>> begin Source

What do I mean by that? Either they got burned by XYZ Smart company going under and all their cloud-dependant devices dying/bricking. they had a system like Control4 which required authorized resellers to make even basic changes [0], and/or they were overwhelmed with juggling 5 different apps/platforms that don't talk to each other. That doesn't mean smart homes are bad, just that the hardware/software was bad. I fully recognize that for the "normal" person the only options are currently "bad hardware/software" or "dumb house" but there _are_ better alternatives.

My philosophy for "Smart Home" is one of progressive enhancement (and graceful degradation). What that means is everything I "enhance" with "smarts" should still work the old way that people are accustomed to. Every light in the house can be controlled via "Alexa|Siri|Google turn off the Kitchen Light" but they can also be turned off/on by walking over to the wall and flipping a switch [1]. This means Smart Switches _not_ Smart Bulbs [2]. If my Home Assistant (yes, I'm one of those people) server goes offline, everything still works, the switches work, the door lock works with a key, the garage still opens. My "smart-ifying" of the house is not replacing the way to do something, it's only adding additional control.

In addition to that, and something that should come as no surprise, I refuse to use a cloud, or at least depend on a cloud for my smart home. For this reason I prefer Z-Wave/Zigbee devices. If the manufacturer goes out of business it doesn't matter (no pun intended [3]). While I can, and have, used cloud integrations with Home Assistant, I try to make sure that's just a stopgap to decide if I want to go all-in. I own a few Z-wave devices from companies that don't exist anymore and they have been chugging along without issue for years. I love that stability.

>> end Source
>> begin Material provided

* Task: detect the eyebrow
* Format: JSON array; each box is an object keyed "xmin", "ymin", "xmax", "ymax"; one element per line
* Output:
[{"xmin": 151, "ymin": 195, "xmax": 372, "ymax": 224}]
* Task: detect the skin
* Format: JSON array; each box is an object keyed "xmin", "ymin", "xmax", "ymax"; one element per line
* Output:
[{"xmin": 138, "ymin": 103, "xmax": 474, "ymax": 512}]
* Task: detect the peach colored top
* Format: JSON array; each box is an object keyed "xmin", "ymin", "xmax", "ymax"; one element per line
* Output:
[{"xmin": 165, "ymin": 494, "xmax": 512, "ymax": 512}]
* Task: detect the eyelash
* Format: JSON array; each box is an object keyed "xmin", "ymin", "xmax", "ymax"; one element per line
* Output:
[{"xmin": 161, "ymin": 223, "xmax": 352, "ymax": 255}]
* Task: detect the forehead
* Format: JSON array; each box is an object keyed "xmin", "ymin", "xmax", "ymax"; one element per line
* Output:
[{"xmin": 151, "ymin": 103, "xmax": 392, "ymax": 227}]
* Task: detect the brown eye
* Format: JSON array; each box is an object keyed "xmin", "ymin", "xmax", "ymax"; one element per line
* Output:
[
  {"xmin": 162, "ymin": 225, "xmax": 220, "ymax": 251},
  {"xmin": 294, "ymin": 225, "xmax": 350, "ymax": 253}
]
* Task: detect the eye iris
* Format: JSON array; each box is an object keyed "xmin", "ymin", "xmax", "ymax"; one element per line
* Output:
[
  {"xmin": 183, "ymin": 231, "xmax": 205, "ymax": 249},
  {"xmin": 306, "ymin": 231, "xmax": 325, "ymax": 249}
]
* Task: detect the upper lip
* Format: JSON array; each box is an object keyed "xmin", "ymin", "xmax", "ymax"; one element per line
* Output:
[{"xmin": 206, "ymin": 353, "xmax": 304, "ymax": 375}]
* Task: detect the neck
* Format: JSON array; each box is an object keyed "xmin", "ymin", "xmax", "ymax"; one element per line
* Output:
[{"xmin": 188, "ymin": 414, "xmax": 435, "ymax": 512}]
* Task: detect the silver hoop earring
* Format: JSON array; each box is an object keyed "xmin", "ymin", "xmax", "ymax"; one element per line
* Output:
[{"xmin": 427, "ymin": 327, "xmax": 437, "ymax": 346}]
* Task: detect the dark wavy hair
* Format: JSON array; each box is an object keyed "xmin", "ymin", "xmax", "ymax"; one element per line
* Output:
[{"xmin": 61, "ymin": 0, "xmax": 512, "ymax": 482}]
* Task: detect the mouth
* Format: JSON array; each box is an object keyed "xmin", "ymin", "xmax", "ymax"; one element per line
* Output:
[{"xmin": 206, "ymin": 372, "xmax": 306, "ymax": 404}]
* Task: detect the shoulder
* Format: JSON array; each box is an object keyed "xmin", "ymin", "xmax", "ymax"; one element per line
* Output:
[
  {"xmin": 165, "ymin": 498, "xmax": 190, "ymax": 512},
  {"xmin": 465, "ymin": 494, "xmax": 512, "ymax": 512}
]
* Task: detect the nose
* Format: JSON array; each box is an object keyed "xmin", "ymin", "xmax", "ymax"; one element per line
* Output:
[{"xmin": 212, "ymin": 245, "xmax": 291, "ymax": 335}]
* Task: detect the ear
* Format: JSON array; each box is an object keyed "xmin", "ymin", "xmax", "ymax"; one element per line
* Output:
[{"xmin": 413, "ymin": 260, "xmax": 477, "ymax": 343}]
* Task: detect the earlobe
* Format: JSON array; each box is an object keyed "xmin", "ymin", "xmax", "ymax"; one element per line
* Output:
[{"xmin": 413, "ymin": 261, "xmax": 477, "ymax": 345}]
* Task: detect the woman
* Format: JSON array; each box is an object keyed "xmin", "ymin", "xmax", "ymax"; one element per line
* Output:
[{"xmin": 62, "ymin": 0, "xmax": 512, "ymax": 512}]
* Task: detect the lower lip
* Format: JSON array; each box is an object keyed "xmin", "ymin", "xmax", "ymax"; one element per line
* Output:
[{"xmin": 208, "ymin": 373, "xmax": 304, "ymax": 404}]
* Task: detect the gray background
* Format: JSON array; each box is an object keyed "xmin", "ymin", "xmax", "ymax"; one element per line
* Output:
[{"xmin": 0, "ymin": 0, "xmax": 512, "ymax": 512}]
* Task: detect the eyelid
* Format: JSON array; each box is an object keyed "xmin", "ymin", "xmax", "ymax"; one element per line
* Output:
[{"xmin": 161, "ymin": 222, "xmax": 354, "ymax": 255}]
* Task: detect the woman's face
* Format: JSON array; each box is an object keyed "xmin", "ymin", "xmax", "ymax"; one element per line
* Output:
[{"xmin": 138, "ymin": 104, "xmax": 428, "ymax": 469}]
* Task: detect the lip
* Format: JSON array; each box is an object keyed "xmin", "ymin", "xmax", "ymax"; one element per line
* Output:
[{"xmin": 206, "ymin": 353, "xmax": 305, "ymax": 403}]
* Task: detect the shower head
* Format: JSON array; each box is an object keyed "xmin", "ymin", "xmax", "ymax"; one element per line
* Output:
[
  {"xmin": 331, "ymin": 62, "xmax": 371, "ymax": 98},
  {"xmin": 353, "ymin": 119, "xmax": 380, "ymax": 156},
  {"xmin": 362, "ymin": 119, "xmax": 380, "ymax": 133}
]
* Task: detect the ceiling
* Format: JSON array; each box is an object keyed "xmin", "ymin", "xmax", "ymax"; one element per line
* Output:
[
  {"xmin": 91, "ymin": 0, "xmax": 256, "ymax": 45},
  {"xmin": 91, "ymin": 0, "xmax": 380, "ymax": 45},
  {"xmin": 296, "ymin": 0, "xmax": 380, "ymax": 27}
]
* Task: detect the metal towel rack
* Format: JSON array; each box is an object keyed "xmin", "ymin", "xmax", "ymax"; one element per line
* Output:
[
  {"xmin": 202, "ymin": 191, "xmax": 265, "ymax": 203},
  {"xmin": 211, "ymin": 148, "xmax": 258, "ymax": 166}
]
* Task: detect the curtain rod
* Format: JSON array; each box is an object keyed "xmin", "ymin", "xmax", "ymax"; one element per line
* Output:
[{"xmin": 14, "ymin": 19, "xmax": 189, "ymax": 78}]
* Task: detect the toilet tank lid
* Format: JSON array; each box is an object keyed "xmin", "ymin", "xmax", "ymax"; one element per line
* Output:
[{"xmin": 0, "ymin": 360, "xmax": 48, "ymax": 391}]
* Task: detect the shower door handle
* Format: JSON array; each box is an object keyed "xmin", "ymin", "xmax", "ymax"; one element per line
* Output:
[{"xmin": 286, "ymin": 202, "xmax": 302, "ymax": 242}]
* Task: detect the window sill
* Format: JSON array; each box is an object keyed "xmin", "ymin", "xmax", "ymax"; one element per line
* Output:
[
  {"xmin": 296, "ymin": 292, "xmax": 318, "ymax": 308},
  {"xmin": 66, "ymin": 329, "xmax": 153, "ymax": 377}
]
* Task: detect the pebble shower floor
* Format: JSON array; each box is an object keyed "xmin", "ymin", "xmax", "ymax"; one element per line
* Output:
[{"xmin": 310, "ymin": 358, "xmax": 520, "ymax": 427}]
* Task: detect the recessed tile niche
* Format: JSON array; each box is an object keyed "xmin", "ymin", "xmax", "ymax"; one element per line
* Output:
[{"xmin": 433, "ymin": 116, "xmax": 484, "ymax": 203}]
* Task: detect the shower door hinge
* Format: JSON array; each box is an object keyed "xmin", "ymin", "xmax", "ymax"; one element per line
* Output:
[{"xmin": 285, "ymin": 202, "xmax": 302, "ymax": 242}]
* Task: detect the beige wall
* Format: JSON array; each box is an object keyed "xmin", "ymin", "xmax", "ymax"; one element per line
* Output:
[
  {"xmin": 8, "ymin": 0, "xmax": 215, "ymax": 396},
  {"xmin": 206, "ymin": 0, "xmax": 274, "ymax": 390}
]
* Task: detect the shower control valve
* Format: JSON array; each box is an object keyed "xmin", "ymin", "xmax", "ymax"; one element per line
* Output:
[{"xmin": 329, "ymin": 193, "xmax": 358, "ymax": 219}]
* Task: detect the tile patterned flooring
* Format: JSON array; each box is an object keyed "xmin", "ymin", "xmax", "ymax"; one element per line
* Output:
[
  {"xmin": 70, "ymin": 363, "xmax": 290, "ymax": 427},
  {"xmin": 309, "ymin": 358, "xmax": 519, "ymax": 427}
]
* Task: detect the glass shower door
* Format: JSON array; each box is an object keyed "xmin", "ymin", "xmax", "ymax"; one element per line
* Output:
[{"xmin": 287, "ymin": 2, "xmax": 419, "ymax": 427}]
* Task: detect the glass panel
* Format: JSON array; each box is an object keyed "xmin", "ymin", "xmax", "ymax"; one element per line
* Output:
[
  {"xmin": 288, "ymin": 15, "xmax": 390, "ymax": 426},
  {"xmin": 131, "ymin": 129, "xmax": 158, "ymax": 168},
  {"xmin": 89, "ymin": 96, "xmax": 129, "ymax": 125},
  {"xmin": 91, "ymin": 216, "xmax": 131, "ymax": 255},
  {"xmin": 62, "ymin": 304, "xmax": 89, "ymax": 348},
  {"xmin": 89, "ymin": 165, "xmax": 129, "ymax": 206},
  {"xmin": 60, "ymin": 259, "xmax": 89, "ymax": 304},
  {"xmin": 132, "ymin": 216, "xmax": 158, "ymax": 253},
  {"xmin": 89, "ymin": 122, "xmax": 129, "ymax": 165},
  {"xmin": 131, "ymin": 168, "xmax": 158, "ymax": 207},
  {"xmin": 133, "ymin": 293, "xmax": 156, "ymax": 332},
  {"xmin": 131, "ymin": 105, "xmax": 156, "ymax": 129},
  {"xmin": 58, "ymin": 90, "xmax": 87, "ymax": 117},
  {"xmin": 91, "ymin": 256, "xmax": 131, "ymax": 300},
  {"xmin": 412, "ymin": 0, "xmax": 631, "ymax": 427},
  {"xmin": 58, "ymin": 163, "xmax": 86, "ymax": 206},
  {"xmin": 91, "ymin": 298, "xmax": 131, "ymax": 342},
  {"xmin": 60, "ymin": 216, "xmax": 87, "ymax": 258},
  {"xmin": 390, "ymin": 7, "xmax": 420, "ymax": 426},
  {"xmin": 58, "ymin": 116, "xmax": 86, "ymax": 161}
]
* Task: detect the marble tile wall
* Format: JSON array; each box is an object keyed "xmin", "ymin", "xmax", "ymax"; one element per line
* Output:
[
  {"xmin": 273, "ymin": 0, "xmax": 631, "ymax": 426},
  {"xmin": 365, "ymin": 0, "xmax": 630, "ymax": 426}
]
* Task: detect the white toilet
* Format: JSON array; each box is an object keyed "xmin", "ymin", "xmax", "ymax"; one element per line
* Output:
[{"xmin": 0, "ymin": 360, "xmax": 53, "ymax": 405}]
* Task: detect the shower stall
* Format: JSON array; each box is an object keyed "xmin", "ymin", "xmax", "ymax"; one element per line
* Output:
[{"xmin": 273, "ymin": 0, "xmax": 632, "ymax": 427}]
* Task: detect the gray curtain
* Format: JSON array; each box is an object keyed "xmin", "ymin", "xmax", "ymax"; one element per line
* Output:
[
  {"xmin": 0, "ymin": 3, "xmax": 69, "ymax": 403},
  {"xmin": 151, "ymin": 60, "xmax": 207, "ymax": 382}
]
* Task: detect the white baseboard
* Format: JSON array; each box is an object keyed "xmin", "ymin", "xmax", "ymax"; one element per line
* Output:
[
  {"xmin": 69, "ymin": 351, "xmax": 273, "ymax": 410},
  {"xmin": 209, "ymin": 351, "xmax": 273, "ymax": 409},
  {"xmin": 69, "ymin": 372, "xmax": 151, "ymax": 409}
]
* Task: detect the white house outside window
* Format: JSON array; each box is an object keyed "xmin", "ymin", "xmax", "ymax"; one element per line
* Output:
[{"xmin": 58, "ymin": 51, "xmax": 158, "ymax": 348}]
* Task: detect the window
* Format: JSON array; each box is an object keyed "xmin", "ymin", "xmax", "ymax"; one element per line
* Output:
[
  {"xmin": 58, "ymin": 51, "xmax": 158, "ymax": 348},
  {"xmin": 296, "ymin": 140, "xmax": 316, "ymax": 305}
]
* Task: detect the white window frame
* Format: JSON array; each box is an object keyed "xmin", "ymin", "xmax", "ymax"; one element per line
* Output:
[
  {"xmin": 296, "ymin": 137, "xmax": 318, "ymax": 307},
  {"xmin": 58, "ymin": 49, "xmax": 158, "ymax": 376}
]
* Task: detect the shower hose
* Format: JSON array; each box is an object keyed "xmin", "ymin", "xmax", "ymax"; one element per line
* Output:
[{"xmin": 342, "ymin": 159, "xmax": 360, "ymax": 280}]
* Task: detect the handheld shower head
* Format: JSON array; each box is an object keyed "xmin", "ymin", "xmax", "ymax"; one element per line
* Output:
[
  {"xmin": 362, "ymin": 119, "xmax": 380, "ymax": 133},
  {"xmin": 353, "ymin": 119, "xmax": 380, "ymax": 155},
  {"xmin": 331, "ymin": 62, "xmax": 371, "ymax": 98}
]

>> end Material provided

▸ **Given instruction 1**
Could you copy the smart home text word for word, starting with "In addition to" and going on through "love that stability."?
▸ **Given instruction 2**
Which voice assistants are named in the smart home text?

▸ **Full output 1**
In addition to that, and something that should come as no surprise, I refuse to use a cloud, or at least depend on a cloud for my smart home. For this reason I prefer Z-Wave/Zigbee devices. If the manufacturer goes out of business it doesn't matter (no pun intended [3]). While I can, and have, used cloud integrations with Home Assistant, I try to make sure that's just a stopgap to decide if I want to go all-in. I own a few Z-wave devices from companies that don't exist anymore and they have been chugging along without issue for years. I love that stability.

▸ **Full output 2**
Alexa, Siri, Google